Text section START
After George Young was shot, Tia Young refused to go outside, telling a 911 operator she was too squeamish and didn’t want to see her husband “like that,” according to a recording of the call. Lee told the 911 operator he was performing CPR on George Young, but Dr. James Downs, an associate medical examiner for Gwinnett County, didn’t see anything indicting CPR had been performed in an autopsy. After the two shots were fired, a neighbor saw a man, which prosecutors argued was Lee, go under George Young’s car and run back inside.
Lee placed a GPS tracker on George Young’s car in the weeks before the killing. Lee told police George Young wanted it for safety reasons, but text messages showed that when an app notified George Young of the tracker’s placement on his car, Lee told him that the tracker was actually trying to record Lee’s movements and it was a mistake, Gwinnett County Cpl. David Smith said.
Text section END
Information shown START
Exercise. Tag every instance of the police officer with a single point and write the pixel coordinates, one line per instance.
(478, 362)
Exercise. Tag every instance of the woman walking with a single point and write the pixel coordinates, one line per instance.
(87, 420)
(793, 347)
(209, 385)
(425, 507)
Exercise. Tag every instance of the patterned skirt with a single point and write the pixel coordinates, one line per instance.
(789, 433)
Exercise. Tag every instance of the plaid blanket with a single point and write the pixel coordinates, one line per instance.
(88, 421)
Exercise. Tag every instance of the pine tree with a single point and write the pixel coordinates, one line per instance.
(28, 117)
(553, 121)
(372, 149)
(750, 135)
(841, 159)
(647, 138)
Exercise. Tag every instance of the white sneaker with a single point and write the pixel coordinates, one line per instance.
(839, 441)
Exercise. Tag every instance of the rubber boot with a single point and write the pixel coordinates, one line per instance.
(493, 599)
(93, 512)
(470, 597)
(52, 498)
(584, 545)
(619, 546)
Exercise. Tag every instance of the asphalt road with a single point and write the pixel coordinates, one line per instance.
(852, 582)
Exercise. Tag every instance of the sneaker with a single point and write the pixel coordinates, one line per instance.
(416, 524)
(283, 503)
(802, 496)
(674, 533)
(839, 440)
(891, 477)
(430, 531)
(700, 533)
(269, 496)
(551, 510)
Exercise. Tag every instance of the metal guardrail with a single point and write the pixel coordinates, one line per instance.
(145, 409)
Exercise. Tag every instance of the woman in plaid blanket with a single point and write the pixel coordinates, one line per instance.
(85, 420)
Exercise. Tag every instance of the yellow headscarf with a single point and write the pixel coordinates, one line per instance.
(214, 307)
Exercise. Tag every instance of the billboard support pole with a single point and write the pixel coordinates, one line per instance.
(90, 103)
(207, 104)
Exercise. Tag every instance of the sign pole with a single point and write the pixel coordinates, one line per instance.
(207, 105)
Information shown END
=== Study questions ===
**1)** Repeat the passage about George Young's killing from "After George Young" to "run back inside.".
**2)** According to the passage about George Young's killing, why did Tia Young refuse to go outside after the shooting?
**3)** Take the account of George Young's killing further, starting after its final sentence.
None of the rows are needed here.

=== Outputs by task ===
**1)**
After George Young was shot, Tia Young refused to go outside, telling a 911 operator she was too squeamish and didn’t want to see her husband “like that,” according to a recording of the call. Lee told the 911 operator he was performing CPR on George Young, but Dr. James Downs, an associate medical examiner for Gwinnett County, didn’t see anything indicting CPR had been performed in an autopsy. After the two shots were fired, a neighbor saw a man, which prosecutors argued was Lee, go under George Young’s car and run back inside.

**2)** She told a 911 operator she was too squeamish. She also said she didn't want to see her husband "like that."

**3)**
Police found evidence that Lee had searched for snake venom and highly poisonous black widow spiders in the weeks before George Young was shot, Smith said. On Tia Young’s phone, investigators found multiple humorous and sexual memes and cartoons about affairs, Smith said. One cartoon featured a fortune teller telling a woman “Your husband will meet a violent end.” The woman replies: “Will I get convicted?”
This was Gwinnett County Superior Court Judge Tracey Mason’s first murder trial; Mason was elected in July 2018, replacing retired Judge Tom Davis.
Sentencing for both defendants will be held on April 11. Both plan to ask for a new trial, their attorneys said. There are only two sentencing options for the murder convictions: life in prison with the possibility of parole, or life in prison without the possibility of parole. The district attorney's office did not seek the death penalty in this case.